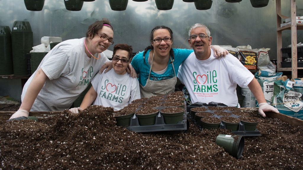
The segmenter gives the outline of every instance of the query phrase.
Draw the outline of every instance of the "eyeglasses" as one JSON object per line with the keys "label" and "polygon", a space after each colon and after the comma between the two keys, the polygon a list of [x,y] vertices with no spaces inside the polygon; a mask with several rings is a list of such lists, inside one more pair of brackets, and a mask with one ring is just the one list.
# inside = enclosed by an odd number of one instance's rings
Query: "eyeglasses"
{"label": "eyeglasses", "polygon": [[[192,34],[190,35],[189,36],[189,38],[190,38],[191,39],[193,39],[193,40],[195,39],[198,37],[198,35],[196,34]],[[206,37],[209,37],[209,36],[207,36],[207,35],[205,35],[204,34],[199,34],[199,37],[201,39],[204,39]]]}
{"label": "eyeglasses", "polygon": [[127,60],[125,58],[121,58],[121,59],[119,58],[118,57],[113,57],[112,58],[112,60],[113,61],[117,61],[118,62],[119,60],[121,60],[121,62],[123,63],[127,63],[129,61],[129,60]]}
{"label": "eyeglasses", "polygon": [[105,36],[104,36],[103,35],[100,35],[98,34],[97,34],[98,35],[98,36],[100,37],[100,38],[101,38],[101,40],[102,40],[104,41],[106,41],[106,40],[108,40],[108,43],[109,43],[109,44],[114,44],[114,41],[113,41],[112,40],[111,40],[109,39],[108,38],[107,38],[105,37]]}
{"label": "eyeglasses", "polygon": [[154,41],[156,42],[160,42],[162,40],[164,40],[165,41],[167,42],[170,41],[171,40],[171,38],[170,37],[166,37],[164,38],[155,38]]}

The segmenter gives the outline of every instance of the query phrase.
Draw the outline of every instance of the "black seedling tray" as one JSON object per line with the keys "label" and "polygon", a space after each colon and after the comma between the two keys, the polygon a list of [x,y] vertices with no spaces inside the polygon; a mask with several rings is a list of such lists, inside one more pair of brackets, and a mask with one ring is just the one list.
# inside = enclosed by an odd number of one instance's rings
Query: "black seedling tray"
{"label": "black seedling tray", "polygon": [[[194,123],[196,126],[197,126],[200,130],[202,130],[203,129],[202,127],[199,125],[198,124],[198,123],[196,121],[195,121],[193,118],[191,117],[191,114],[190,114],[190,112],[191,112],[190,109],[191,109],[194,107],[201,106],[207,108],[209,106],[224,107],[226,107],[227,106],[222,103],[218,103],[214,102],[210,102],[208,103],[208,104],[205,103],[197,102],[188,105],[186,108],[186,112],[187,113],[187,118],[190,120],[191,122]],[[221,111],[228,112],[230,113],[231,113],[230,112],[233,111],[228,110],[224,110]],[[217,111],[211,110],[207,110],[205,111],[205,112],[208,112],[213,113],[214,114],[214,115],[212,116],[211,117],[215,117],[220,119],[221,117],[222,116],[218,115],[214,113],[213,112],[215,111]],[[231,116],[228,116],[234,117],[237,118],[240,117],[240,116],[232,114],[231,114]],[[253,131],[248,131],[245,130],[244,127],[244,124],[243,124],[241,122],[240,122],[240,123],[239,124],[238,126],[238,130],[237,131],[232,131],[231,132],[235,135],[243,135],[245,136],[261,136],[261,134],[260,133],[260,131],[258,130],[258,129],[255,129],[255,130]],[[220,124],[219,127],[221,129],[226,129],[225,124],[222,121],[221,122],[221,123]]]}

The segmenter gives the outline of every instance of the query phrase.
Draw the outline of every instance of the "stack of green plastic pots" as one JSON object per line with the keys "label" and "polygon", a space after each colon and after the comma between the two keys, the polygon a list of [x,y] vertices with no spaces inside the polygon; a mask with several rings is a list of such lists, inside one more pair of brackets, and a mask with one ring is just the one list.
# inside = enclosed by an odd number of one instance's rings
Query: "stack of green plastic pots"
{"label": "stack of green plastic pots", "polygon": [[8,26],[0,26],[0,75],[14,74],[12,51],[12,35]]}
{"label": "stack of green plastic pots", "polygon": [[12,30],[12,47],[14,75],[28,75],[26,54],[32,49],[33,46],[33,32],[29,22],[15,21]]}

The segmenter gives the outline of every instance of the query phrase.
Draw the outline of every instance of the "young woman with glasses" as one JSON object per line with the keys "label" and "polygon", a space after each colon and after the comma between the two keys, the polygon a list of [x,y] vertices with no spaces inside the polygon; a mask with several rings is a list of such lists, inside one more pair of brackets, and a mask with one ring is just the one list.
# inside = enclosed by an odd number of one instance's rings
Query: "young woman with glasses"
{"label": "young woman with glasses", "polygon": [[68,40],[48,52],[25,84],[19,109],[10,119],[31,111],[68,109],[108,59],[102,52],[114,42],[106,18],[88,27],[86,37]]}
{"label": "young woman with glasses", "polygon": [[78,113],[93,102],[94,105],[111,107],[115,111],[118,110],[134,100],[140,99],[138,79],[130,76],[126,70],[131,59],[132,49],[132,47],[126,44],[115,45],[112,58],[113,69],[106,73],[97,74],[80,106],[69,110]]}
==*==
__EXERCISE BRIEF__. Pictures excluded, quote all the data above exactly.

__SOLUTION TO THIS TASK__.
The segmenter gives the outline of every instance of the query phrase.
Draw the outline of every instance of the "eyeglasses" as one JSON object per line with the keys "label" and "polygon", a space after each colon and after the comma between the two keys, the polygon a list of [x,y] vertices with no spaces inside the polygon; a mask with several rings is a list of such lists, inside one more pair of brackets, and a mask with one ring is just the one list.
# inside = enclosed by an odd number of one instance's rings
Query: "eyeglasses"
{"label": "eyeglasses", "polygon": [[[192,34],[190,35],[189,36],[189,38],[190,38],[191,39],[193,39],[193,40],[195,39],[198,37],[198,35],[196,34]],[[206,37],[209,37],[209,36],[207,36],[207,35],[205,35],[204,34],[199,34],[199,37],[201,39],[204,39]]]}
{"label": "eyeglasses", "polygon": [[127,60],[125,58],[121,58],[121,59],[119,58],[118,57],[113,57],[112,58],[112,60],[113,61],[117,61],[118,62],[119,60],[121,60],[121,62],[123,63],[127,63],[129,61],[129,60]]}
{"label": "eyeglasses", "polygon": [[105,36],[104,36],[103,35],[100,35],[98,34],[97,34],[98,35],[98,36],[100,37],[100,38],[101,38],[101,40],[102,40],[104,41],[106,41],[106,40],[108,40],[108,43],[109,43],[109,44],[114,44],[114,41],[113,41],[112,40],[111,40],[109,39],[108,38],[107,38],[105,37]]}
{"label": "eyeglasses", "polygon": [[154,41],[156,42],[160,42],[162,40],[164,40],[165,41],[167,42],[170,41],[171,40],[171,38],[170,37],[166,37],[164,38],[155,38]]}

The segmenter gives the outline of every instance of the query phrase.
Draw the outline of every instance of the "black seedling tray" as one JSON object per line with the keys "label" and "polygon", a space after each colon and after the comma between the two keys, the polygon a list of [x,y] vertices with no spaces inside the polygon; a mask with several rings is a list of such lists, inside one more pair of brackets, and a mask with one ring is just the one list.
# inside = enclosed by an odd number of one instance's rings
Query: "black seedling tray"
{"label": "black seedling tray", "polygon": [[[194,123],[196,126],[197,126],[200,130],[202,130],[203,129],[202,127],[199,125],[198,124],[198,123],[196,121],[195,121],[193,118],[191,117],[191,114],[190,114],[190,112],[191,112],[190,109],[191,109],[194,107],[201,106],[207,108],[209,106],[224,107],[226,107],[227,106],[222,103],[218,103],[214,102],[210,102],[208,103],[208,104],[205,103],[197,102],[188,105],[186,108],[186,112],[187,113],[187,118],[190,120],[191,122]],[[221,111],[228,112],[230,113],[231,113],[230,112],[233,111],[228,110],[224,110]],[[217,111],[211,110],[207,110],[205,111],[205,112],[208,112],[213,113],[214,114],[214,115],[212,116],[211,117],[215,117],[220,119],[221,117],[222,116],[218,115],[214,113],[213,112],[215,111]],[[231,116],[228,116],[234,117],[237,118],[240,117],[240,116],[232,114],[231,114]],[[253,131],[248,131],[245,130],[244,127],[244,124],[243,124],[241,122],[240,122],[240,123],[239,124],[238,126],[238,130],[237,131],[232,131],[231,132],[235,135],[243,135],[245,136],[261,136],[261,134],[260,133],[260,131],[258,130],[258,129],[255,129],[255,130]],[[220,124],[219,127],[221,129],[226,129],[225,124],[222,121],[221,122],[221,123]]]}

The segmenter gives the outline of every instance of the query phrase.
Draw the outline of every instance of the "stack of green plastic pots" as one JSON object per line with the keys "label" and "polygon", a space after each colon and after the comma between the two keys, the polygon a list of [x,y] vertices with no spaces inside the polygon; a mask with several rings is a list of such lists, inside one more pair of brackets, and a mask with one ring is just the one list.
# inside = enclosed by an odd number of one instance's rings
Query: "stack of green plastic pots"
{"label": "stack of green plastic pots", "polygon": [[8,26],[0,26],[0,75],[14,74],[12,51],[12,35]]}
{"label": "stack of green plastic pots", "polygon": [[12,30],[12,47],[14,75],[28,75],[26,54],[32,49],[33,46],[33,32],[29,22],[15,21]]}

The segmenter gives the outline of every instance of the query phrase.
Draw the outline of every instance of the "young woman with glasses" as one JSON object per line with the keys "label" and "polygon", a space after each colon and after the comma between the two keys, the polygon a list of [x,y] vertices with no spaces inside the polygon; a mask with several rings is a list of such lists, inside one more pair of brackets, and a mask with one ring is just the one list.
# inside = enclosed by an odd number of one instance's rings
Query: "young woman with glasses"
{"label": "young woman with glasses", "polygon": [[68,40],[48,52],[25,84],[19,109],[10,119],[31,111],[68,109],[108,59],[102,52],[114,42],[106,18],[88,27],[86,37]]}
{"label": "young woman with glasses", "polygon": [[78,113],[93,102],[94,105],[111,107],[115,111],[118,110],[134,100],[140,99],[138,79],[130,76],[126,70],[131,59],[132,49],[132,47],[126,44],[115,45],[112,58],[113,69],[106,73],[97,74],[80,106],[69,110]]}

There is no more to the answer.